EXERCISE INSTRUCTIONS:
Select every line in the items below that contains the string "railing", and copy each one out in full.

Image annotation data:
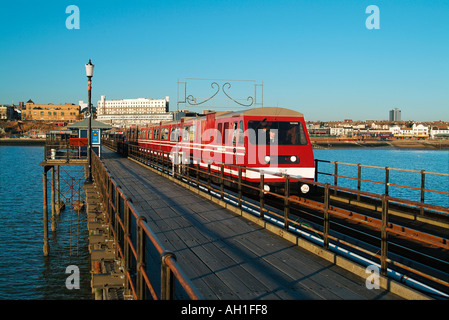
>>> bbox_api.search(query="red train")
[127,107,315,193]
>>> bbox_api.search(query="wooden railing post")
[284,175,290,230]
[323,183,330,249]
[161,251,176,300]
[380,194,388,275]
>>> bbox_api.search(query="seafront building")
[22,99,80,122]
[308,120,449,139]
[97,95,173,127]
[389,108,401,121]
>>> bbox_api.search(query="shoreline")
[0,138,449,150]
[311,139,449,150]
[0,138,45,147]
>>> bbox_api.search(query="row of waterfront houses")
[0,95,174,127]
[0,99,449,139]
[308,120,449,139]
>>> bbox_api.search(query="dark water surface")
[0,146,92,300]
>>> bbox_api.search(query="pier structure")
[43,133,449,300]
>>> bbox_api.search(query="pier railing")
[92,152,201,300]
[121,142,449,297]
[315,159,449,213]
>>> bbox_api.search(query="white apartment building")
[97,95,173,127]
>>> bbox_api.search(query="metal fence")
[315,159,449,213]
[119,142,449,293]
[92,153,201,300]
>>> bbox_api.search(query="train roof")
[215,107,304,119]
[143,107,304,126]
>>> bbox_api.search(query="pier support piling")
[42,167,50,256]
[51,167,56,232]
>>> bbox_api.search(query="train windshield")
[248,121,307,145]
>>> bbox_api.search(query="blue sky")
[0,0,449,121]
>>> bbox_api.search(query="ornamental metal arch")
[176,78,263,111]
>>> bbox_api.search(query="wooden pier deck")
[102,148,401,300]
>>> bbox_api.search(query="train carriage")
[133,107,315,193]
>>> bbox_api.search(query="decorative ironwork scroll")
[222,82,254,107]
[177,78,263,111]
[186,82,220,106]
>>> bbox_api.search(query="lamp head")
[86,59,94,77]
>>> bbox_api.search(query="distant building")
[97,95,173,127]
[22,99,80,122]
[389,108,401,121]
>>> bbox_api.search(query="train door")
[235,120,246,166]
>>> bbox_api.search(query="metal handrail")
[92,153,202,300]
[121,146,449,296]
[315,159,449,209]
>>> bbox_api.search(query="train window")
[238,120,245,145]
[221,122,229,144]
[189,124,196,142]
[161,128,168,140]
[217,123,223,144]
[248,121,307,145]
[232,122,238,146]
[170,127,180,141]
[182,126,190,141]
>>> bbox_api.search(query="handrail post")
[238,166,242,209]
[123,198,131,292]
[136,216,147,300]
[284,175,290,230]
[323,183,330,249]
[259,172,265,220]
[220,163,224,200]
[207,162,211,193]
[196,160,200,189]
[385,167,390,196]
[420,170,426,215]
[380,194,388,275]
[161,251,176,300]
[334,161,338,196]
[357,163,362,201]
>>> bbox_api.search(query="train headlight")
[301,184,310,193]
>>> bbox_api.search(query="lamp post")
[85,59,94,184]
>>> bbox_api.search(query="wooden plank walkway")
[102,148,400,300]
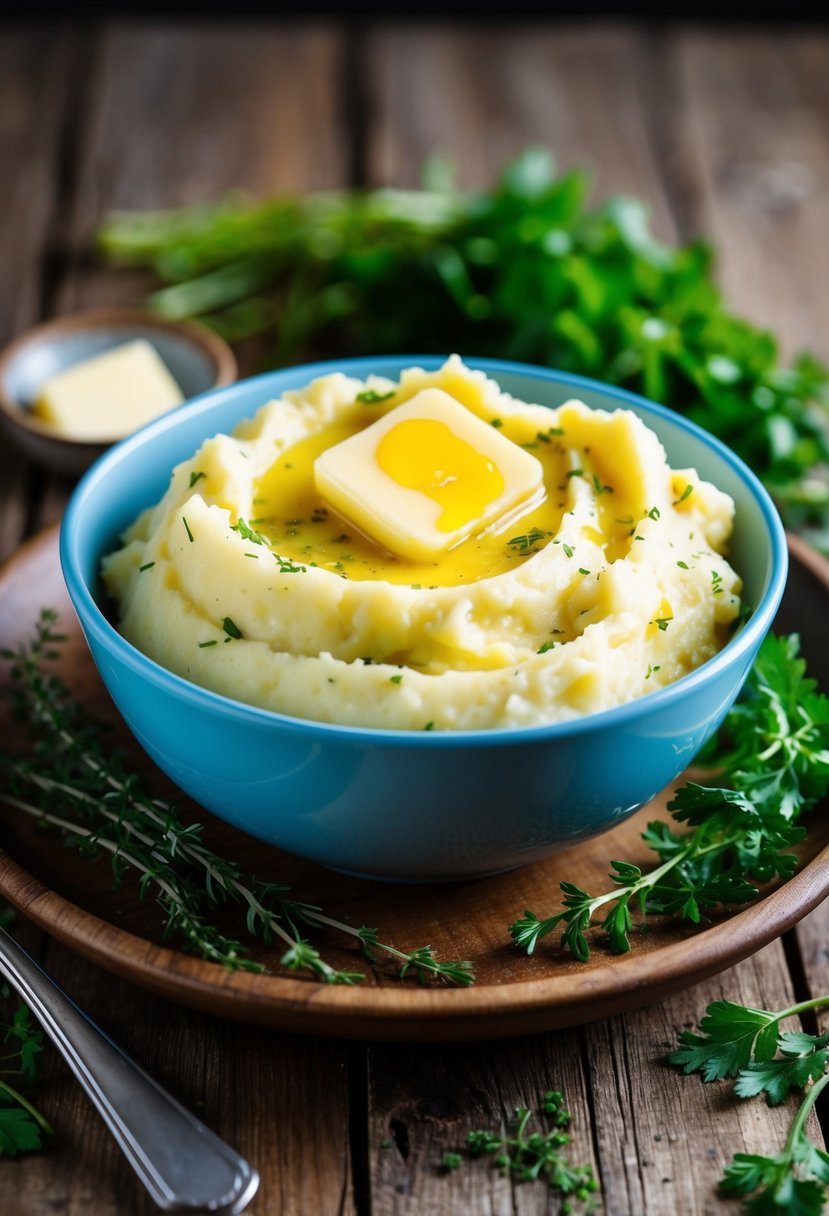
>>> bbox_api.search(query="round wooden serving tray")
[0,529,829,1041]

TASK RESPONSE:
>>> bbox_api.search(query="wooden railing post")
>>> bbox_api.search(query="pier railing")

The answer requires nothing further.